EXERCISE TASKS:
A. For each statement about the Terri Clark profile, marked (i), (ii) and (iii), answer yes or no according to the profile, and quote the words that decide it. (i) Clark was signed to Sony/BMG three years earlier. (ii) Clark won CMA Female Vocalist of the Year. (iii) Tootsie's Orchid Lounge was squalid at the time Clark played there.
B. Answer these questions using the Terri Clark profile:
(i) What was the name of Clark's mother?
(ii) How many times has Clark been the Canadian Country Music Association Fan's Choice Entertainer of the Year?
(iii) What did Clark tie to her wrist to take the bus to Tootsie's Orchid Lounge?
C. Reproduce the part of the Terri Clark profile from "Pausing, Clark smiles" up to and including "was going out.".

Terri Clark
“Real. Organic. Actual instruments.
“It’s who I am, where I’ve been, what I’ve done…
“This, to me, brings the singer/songwriter thing that’s so much a part of me
and puts it through the larger, louder Pain To Kill aesthetics.
And, because of the touring and the way I am,
it’s not just seamless, but it finally makes me feel unified.”
With The Long Way Home, Terri Clark emerges as her own woman. A platinum-selling artist, a hard-charging performer, a CMA Female Vocalist of the Year nominee, the 8-time Canadian Country Music Association Fan’s Choice Entertainer of the Year assumes true ownership of her music: making an album to her own truth – and the result is a record that captures the tides of adult lives, great passions and the struggles that mark our journey.
“People aren’t getting anything from country music the way I think people should, the way I did,” says the woman who used to tie her guitar to her wrist to take the bus to an afternoon shift playing for tips at Nashville’s storied, but at the time squalid Tootsie’s Orchid Lounge. “Poverty, sobriety, drinking, loss, hurt, redemption, fear, desire…
“You know I’ve put on a lot of miles literally – and in terms of all that’s happened in my life. The more I was looking at what I was doing, the more I thought: let’s do something really novel, let’s tell each other the truth.”
“You wanna scream, you wanna cry
You want someone to tell you why
All the hope that’s in your heart is not enough
You hit your knees, you shake your fists
Oh, it’s the deepest wound there is
When you can’t help the one you love…”
Three years earlier, Clark found herself signed to Sony/BMG on the verge of the next phase of what had already been a stellar career. Then her mother Linda was diagnosed with cancer. The woman who’d driven her then18-year old daughter across the Canadian border to pursue her dream of writing and singing country songs was suddenly facing the fight of her life.
In that moment, everything about the dark-haired beauty’s priorities shifted.
“When the most important person in your whole life… when the doctors tell you they’re going to be taken away, it pulls you up short,” Clark allows. “You don’t think about expiration dates with the people you love, but that’s the reality. And that kind of thing makes you get very real very very fast.”
Pausing, Clark smiles and acknowledges it even made her reconsider the songs she was being asked to sing. “I wasn’t connecting with what people wanted me to record. It felt like I was on an assembly line: nothing new, nothing fresh or true to me – and it seemed like the fire was going out.

Stored data entries:

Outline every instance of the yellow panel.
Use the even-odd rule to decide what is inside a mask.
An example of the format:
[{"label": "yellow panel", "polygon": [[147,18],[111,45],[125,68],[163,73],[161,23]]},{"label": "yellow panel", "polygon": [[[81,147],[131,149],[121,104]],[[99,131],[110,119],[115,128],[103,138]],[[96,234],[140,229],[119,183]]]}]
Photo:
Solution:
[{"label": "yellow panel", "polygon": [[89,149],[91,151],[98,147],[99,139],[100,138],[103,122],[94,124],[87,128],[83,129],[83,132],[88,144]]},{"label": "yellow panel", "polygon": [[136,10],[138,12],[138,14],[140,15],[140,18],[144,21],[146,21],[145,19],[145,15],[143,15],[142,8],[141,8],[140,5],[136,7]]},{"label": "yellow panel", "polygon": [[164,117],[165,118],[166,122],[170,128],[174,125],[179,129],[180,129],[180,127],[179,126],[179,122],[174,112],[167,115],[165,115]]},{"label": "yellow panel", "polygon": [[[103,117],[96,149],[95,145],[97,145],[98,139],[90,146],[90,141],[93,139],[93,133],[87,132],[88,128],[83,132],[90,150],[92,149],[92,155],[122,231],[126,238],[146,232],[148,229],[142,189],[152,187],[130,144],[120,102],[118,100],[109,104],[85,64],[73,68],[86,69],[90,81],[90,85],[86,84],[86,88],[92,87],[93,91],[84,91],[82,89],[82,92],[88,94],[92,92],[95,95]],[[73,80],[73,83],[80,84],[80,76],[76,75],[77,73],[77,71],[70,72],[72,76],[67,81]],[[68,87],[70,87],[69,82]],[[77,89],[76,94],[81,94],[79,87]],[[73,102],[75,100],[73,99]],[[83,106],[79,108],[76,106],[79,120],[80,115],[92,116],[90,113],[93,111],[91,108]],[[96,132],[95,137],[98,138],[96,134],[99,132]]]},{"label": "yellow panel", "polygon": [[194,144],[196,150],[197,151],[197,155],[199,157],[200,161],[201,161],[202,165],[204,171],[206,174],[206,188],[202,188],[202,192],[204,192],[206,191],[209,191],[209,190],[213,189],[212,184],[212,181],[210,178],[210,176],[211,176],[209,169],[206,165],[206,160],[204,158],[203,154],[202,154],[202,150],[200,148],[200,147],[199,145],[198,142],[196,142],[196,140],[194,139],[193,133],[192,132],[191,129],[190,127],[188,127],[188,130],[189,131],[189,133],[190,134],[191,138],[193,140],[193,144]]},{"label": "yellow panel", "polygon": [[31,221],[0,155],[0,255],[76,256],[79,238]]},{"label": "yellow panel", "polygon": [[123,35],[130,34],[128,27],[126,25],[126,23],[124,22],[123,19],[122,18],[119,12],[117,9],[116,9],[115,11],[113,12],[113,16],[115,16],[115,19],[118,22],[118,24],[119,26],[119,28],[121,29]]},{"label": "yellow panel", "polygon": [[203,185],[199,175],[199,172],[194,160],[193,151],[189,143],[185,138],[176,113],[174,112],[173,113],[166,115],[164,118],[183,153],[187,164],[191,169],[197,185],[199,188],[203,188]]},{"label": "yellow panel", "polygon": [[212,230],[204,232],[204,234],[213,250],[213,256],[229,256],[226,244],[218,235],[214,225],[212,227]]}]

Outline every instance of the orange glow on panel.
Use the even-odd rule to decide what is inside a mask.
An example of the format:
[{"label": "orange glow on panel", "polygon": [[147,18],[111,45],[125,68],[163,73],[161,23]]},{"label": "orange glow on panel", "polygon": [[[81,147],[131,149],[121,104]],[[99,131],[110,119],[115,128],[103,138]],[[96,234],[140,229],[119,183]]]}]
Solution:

SOLUTIONS:
A.
(i) Yes: "Three years earlier, Clark found herself signed to Sony/BMG"
(ii) No: "a CMA Female Vocalist of the Year nominee"
(iii) Yes: "Nashville’s storied, but at the time squalid Tootsie’s Orchid Lounge"

B.
(i) Linda
(ii) 8 times
(iii) Her guitar

C.
Pausing, Clark smiles and acknowledges it even made her reconsider the songs she was being asked to sing. “I wasn’t connecting with what people wanted me to record. It felt like I was on an assembly line: nothing new, nothing fresh or true to me – and it seemed like the fire was going out.